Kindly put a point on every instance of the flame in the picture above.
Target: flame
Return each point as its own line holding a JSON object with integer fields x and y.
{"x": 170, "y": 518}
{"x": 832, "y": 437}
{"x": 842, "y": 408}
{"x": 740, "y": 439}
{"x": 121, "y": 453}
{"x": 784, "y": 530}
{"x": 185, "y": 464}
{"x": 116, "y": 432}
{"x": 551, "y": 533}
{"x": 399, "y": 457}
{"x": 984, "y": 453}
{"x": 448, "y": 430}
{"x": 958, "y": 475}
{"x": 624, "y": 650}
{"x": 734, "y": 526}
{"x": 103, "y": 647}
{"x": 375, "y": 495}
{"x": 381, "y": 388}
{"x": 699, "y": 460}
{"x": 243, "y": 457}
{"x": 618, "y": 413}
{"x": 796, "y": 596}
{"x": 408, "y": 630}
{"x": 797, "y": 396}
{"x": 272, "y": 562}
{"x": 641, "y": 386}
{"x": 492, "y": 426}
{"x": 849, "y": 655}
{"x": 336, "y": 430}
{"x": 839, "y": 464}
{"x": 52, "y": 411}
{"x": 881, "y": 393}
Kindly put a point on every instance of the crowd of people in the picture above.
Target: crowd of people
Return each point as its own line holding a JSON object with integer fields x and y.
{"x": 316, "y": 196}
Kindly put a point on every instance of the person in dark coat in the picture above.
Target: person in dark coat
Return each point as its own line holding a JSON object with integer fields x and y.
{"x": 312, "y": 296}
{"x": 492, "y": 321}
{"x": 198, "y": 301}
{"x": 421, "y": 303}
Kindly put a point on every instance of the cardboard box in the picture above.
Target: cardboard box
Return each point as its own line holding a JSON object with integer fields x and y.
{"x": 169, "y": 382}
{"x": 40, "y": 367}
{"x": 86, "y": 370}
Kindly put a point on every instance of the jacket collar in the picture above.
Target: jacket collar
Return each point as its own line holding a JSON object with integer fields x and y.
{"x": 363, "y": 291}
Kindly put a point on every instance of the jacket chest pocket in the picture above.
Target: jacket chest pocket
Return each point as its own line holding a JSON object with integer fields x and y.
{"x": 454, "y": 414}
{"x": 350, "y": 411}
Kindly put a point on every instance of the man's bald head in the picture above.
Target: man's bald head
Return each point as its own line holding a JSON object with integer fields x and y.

------------------------------------

_Stated exercise:_ Make an exact copy of the records.

_Solution below:_
Kindly put a point on every instance of the flame in the picture above.
Target: flame
Return each point as its own line holding a JSON object with integer fields x and y.
{"x": 170, "y": 518}
{"x": 832, "y": 437}
{"x": 842, "y": 408}
{"x": 740, "y": 439}
{"x": 121, "y": 453}
{"x": 784, "y": 530}
{"x": 185, "y": 464}
{"x": 116, "y": 432}
{"x": 551, "y": 533}
{"x": 399, "y": 457}
{"x": 984, "y": 453}
{"x": 448, "y": 430}
{"x": 958, "y": 475}
{"x": 624, "y": 650}
{"x": 734, "y": 526}
{"x": 103, "y": 647}
{"x": 375, "y": 495}
{"x": 381, "y": 388}
{"x": 699, "y": 460}
{"x": 243, "y": 457}
{"x": 618, "y": 413}
{"x": 796, "y": 596}
{"x": 408, "y": 630}
{"x": 797, "y": 396}
{"x": 272, "y": 562}
{"x": 641, "y": 386}
{"x": 492, "y": 426}
{"x": 849, "y": 655}
{"x": 336, "y": 430}
{"x": 839, "y": 464}
{"x": 52, "y": 411}
{"x": 881, "y": 393}
Kindly put a point on every instance of the crowd of people in the picture above.
Target: crowd of people
Return each point as its own line holding a JSON object with integer fields x and y.
{"x": 316, "y": 196}
Kindly put a point on every instance of the person in dark coat in the picture above.
Target: person in dark coat
Return each point as its own line holding a JSON object with integer fields x and y.
{"x": 312, "y": 296}
{"x": 492, "y": 321}
{"x": 198, "y": 301}
{"x": 421, "y": 303}
Kindly put a point on every instance of the cardboard box in the picture above.
Target: cardboard box
Return each point as its own line holding a JSON object with integer fields x and y.
{"x": 169, "y": 382}
{"x": 40, "y": 367}
{"x": 86, "y": 370}
Kindly put a point on every instance of the jacket collar in the picture above.
Target: jacket collar
Return each point as its own line holding a JSON object with integer fields x and y.
{"x": 363, "y": 291}
Kindly put a point on every instance of the jacket chest pocket in the picture above.
Target: jacket chest pocket
Return each point as its own line holding a JSON object with integer fields x and y.
{"x": 454, "y": 414}
{"x": 350, "y": 411}
Kindly put a point on every instance of the man's bald head in the picture above.
Target: man's bald head
Return each point as its own line holding a JSON object with integer fields x and y.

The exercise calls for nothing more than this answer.